[Data records]
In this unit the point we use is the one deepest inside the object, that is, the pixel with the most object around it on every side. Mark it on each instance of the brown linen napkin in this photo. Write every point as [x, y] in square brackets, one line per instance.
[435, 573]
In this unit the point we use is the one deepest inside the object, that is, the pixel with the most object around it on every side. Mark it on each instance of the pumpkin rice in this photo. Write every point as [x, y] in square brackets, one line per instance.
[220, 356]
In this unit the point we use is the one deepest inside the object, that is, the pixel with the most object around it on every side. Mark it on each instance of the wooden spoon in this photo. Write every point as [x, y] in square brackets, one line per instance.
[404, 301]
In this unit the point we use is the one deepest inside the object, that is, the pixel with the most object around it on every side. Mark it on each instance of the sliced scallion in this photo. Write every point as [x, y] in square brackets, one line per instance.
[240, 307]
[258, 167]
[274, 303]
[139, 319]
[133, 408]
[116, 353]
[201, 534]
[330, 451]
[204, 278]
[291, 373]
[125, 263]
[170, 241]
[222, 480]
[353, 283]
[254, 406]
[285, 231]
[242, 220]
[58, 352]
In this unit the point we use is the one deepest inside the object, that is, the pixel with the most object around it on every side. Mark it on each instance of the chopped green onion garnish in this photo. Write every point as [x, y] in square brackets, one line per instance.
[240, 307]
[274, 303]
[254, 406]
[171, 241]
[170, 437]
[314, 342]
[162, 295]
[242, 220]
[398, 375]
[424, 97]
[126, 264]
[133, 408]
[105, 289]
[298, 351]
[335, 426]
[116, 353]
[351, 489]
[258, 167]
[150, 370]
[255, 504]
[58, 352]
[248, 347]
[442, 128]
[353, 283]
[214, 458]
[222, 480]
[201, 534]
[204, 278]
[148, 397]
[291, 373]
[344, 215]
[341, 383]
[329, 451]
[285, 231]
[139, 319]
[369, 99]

■ **Task prompt**
Output the items above as a two-column CSV with the headers "text" and "answer", one row per item. Put each value in a single quoted field and replace any line breaks with spaces.

■ **Response to this exercise**
text,answer
"In this unit the point we use is the one deepest inside the object, that is, the pixel with the most object around it on every side. Mark it on each instance of the brown linen napkin in this photo. Write every point as [x, y] in square brackets, one line per instance.","[435, 573]"
"In this unit the point we use is the one deepest inside the object, that is, the pixel with the most object around it on every side. Mark it on each instance of the pumpkin rice in this photo. Write every point as [x, y] in square brackets, one line per instance.","[220, 356]"
"In this unit the point we use is the one deepest inside the object, that is, the pixel with the most object around it on every side. Mark it on each instance of the wooden spoon in this photo. Write every point as [x, y] in square brackets, one line per instance.","[404, 301]"
"In this unit the point we use is the one deepest inside the object, that is, the pixel with the most object around it on every side. Mark it on each instance of the sliced scallion in this photo. Write every point as [x, y] in square brackets, one line per instance.","[240, 307] [258, 167] [274, 303] [139, 319] [133, 408] [116, 353] [201, 534] [330, 451] [204, 278] [291, 373] [125, 263] [170, 241] [222, 480] [353, 283] [254, 406] [285, 231] [242, 220] [58, 352]"
"In this unit the point we use is the one deepest inside the object, that is, the pixel with the most object around it on every side. Mark it on each instance of the chopped green onion garnish in this photo. Write every point as [x, y] in square brackets, one line per instance.","[240, 307] [274, 303] [254, 406] [171, 241] [170, 437] [314, 342] [162, 295] [242, 220] [398, 375] [424, 97] [126, 264] [133, 408] [105, 289] [298, 351] [335, 426] [116, 353] [351, 489] [258, 167] [150, 370] [255, 504] [58, 352] [248, 347] [442, 128] [353, 283] [214, 458] [222, 480] [201, 534] [204, 278] [148, 397] [291, 373] [344, 215] [341, 383] [329, 451] [285, 231] [139, 319] [369, 99]"